■ **Instructions to follow**:
Write what comes next in the retro gaming forum thread, picking up right after its final sentence.

■ **Selected passage**:
# Retro Gaming



## Geoffrey (Jun 30, 2013)

Most of the talk here is about new games but does anyone have a wee passion for the old school?  Still love to bash around on the Sega Saturn and Dreamcast, especially 2D fighters by Capcom and SNK and scrolling shooters of all kinds, love the psikyo and cave games.  I had a Neo Geo but sold it as the game prices were so bloody high it was killing me...  What are your favourite games of yesteryear that you still like to play?


----------



## Stigmata (Jun 30, 2013)

I play a lot of older games on the PC. XCOM and the old Apogee platformers like Commander Keen and Duke Nukem. Been meaning to reinstall Warcraft II as well.


----------



## Corax (Jun 30, 2013)

I still have a hankering for ZX Spectrum games sometimes.

■ **Extracted data**:
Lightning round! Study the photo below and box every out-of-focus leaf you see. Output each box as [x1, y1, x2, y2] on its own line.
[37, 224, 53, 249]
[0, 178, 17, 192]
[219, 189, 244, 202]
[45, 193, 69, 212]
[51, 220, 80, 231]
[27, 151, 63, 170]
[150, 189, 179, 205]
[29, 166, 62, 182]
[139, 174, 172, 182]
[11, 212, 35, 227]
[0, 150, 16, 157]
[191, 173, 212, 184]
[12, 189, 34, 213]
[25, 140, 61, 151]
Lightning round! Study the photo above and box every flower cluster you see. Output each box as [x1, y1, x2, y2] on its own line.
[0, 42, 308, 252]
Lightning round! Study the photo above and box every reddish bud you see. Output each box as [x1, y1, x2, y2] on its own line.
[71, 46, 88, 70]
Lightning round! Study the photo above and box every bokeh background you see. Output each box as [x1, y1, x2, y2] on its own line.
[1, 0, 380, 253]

■ **Response**:
----------



## Maurice Picarda (Jun 30, 2013)

Same here, Manic Miner is easy to find online, but a craving for Pyjamarama or Head Over Heels is tougher to satisfy.


----------



## maomao (Jun 30, 2013)

Silas Loom said:


> Same here, Manic Miner is easy to find online, but a craving for Pyjamarama or Head Over Heels is tougher to satisfy.


 
http://www.amstradabandonware.com/en/play/pyjamarama/1/653 (amstrad version)

http://retrospec.sgn.net/games/hoh/ (remade for the PC so you would need to download and install)


----------



## Corax (Jun 30, 2013)

Silas Loom said:


> Same here, Manic Miner is easy to find online, but a craving for Pyjamarama or Head Over Heels is tougher to satisfy.


 
I've never found the ZX Transformers game - in my memories that was the best game evaa.


----------



## maomao (Jun 30, 2013)

My favourite was Eddie Kidd's Jump Challenge. But mainly 'cause I was 9 years old and the loading screen was in BASIC so I used to change it to Eddie Flid's Wank Challenge.


----------



## Boris Sprinkler (Jun 30, 2013)

I have a snes and a n64 emulator on my mac. The Roms are quite easy to find. I need to get an Atari st emulator though as this is when I played most games in my early teens.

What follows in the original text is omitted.